**Reading text**:
- - -

In the case of Fornieri, can an indictment justify breaking off the relationship?
Posted the 27 June 2021As part of the ‘Nethys’ judicial wave, François Fornieri, current CEO of the listed pharmaceutical company Mithra, was charged on Friday and placed under arrest. The charges relate in particular to misuse of corporate assets...
As part of the judicial wave surrounding “Nethys,” Mr. François Fornieri, the current CEO of the publicly traded pharmaceutical company Mithra, was charged this Friday and placed under arrest.
The charges reportedly include misuse of company assets and embezzlement allegedly committed during his tenure as a board member and chair of the remuneration committee at Nethys.
This raises the question of whether such charges can justify severing ties with Mithra, given that the alleged acts are unrelated to the company and that Mr. Fornieri remains innocent until proven guilty.
If Mr. Fornieri were employed under an employment contract with Mithra—which is presumably not the case—the first effect of preventive detention would be the automatic suspension of the employment contract, as explicitly provided by the law of July 3, 1978, on employment contracts (Article 28, 5°).
Regarding termination, preventive detention cannot be equated to force majeure since it is not permanent. Termination without compensation on the grounds of force majeure would only be possible in the case of a definitive conviction involving imprisonment, which would, de facto, make it impossible to continue the employment contract.

- - -

**Listed entries**:
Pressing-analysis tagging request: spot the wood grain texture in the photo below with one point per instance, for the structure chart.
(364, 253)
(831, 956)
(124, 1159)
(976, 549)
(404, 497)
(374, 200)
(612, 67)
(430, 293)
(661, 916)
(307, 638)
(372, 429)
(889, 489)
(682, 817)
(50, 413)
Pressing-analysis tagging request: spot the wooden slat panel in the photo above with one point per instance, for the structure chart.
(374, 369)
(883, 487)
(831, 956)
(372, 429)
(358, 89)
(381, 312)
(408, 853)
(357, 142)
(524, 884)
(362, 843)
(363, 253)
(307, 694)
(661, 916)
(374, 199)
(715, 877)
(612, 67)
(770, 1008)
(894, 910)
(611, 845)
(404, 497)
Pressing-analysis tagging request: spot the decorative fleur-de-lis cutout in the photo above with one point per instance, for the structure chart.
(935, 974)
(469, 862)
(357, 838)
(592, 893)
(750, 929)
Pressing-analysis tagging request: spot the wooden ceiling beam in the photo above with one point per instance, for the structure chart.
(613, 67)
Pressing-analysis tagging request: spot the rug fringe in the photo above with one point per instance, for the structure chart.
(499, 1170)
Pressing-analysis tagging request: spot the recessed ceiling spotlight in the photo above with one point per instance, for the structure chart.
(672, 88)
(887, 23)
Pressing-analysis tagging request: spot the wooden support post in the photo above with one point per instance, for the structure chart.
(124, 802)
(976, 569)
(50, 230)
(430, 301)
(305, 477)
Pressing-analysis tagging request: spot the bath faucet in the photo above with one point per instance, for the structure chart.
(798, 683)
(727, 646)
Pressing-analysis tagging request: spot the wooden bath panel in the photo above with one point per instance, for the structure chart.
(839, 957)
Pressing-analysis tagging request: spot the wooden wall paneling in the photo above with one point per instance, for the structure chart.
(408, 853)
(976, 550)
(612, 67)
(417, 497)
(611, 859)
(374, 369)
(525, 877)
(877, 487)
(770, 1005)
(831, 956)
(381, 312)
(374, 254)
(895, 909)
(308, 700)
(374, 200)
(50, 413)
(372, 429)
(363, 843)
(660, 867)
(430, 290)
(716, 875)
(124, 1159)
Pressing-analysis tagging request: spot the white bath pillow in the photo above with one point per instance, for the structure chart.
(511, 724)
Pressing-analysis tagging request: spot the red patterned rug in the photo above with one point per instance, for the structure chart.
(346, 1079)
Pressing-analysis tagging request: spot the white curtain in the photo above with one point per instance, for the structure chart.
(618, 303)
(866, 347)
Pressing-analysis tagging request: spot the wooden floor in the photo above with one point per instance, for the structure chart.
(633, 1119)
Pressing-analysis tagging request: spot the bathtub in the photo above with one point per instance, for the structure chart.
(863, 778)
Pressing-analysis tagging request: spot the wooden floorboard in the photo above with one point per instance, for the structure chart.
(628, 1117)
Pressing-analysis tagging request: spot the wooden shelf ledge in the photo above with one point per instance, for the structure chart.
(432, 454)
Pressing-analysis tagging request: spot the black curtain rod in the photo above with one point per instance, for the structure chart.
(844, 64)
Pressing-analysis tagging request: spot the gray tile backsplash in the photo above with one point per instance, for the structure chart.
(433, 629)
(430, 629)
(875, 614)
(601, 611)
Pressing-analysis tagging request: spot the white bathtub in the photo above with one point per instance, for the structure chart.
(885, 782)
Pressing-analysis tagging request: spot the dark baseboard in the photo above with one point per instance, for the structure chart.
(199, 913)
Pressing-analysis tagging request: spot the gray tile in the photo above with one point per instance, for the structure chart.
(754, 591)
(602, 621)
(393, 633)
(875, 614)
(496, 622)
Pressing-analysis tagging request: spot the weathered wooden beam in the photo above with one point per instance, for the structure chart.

- - -

**Explore the material**:
a - According to the Fornieri article, which law and article provide that preventive detention automatically suspends an employment contract?
b - Return the passage of the Fornieri article starting at "This raises the" and ending at "until proven guilty.", copied word for word.

**Responses by task**:
a - The law of July 3, 1978, on employment contracts, Article 28, 5°.

b -
This raises the question of whether such charges can justify severing ties with Mithra, given that the alleged acts are unrelated to the company and that Mr. Fornieri remains innocent until proven guilty.